引用文:
##########
オバマ大統領の「核兵器先制不使用」政策について

オバマ米大統領が検討している「核兵器先制不使用」宣言に対して、安部首相が反対姿勢を示したと言う報道がありました。それは間違っています。残念なことです。日本は、米国の核兵器先制不使用を応援すべきです。
核兵器は、広島・長崎の被害で分かりますように、非戦闘員まで殺傷するもので、国際法違反のものです。核兵器については、国際司法裁判所も2006年国際法違反という判断をしました。勧告的意見であるので法的拘束力はありませんが、核兵器は、結果的に法的に存在してはならない兵器と認定されました。ですから、当然核兵器を使用することは、違法なわけです。

オバマ大統領が、核兵器の先制使用をしないと宣言するのは、法の支配から言えば当然のことです。違法な核兵器の廃絶への第一歩です。現在中国だけが先制不使用を宣言していますが、米国も先制不使用を宣言すれば、それらを足がかりに、全核保有国の先制不使用が達成できるかもしれません。それは、核兵器を使用しないことへの大きな一歩です。核兵器全廃への第一歩です。日本も核兵器保有国に対して、先制不使用を要求すべきなのです。安倍首相は、その反対の行動をしています。安倍さんは、米国に核兵器先制使用の権利を放棄するなと言っています。法的に使っちゃいけない武器、「先には使わないことにする」と言っている仲間に対して、「先に使わないなんて言うな」と言っていることです悪いことから一歩抜けだそうとしている仲間に、抜け出すなと言っているのと同じことです。やくざな世界から少し足を洗おうとする親分(米国)に子分(日本)が足を洗わないでと言っているようなものです
北朝鮮を含めて、多くの国が違法の核兵器を何故持つのでしょうか。その理屈は、「敵国に核兵器で攻撃された場合、自国も核兵器で反撃する能力を持つ故、敵国に攻撃されない」という安全保障政策と言う理屈です。いわゆる核抑止論です。この理屈で、米国に続いて、ソ連・英国・仏国・中国・インド・パキスタン核兵器保有国が広がりました。イスラエル核兵器を持っていると言われています。北朝鮮も持っています。北朝鮮の場合、「米国に攻撃されたら、核兵器で反撃するぞ、それが自国の安全保障だ」ということでしょう。米国が核兵器を持つ限り、そして使用する可能性がある限り、いくら世界が北朝鮮核兵器を持つことを抑えようと思っても、理屈が立ちません。「やられないように、最強兵器を持つ」という理屈は、米露英仏中印パで成り立つように、北朝鮮にもなり立ちます同様に全ての国に当てはまります。同様に日本にもなり立ちます。日本の核武装保有論者もこの理屈です。
##########
一覧:
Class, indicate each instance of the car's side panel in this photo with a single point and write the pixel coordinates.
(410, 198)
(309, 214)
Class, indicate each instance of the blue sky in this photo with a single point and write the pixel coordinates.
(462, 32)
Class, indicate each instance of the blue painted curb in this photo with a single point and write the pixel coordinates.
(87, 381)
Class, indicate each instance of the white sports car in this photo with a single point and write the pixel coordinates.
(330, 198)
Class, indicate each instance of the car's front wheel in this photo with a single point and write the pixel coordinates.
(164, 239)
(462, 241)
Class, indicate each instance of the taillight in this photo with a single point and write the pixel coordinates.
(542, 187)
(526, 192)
##########
引用文では、現在核兵器の先制不使用を宣言しているのはどの国だとされていますか?

中国だけです。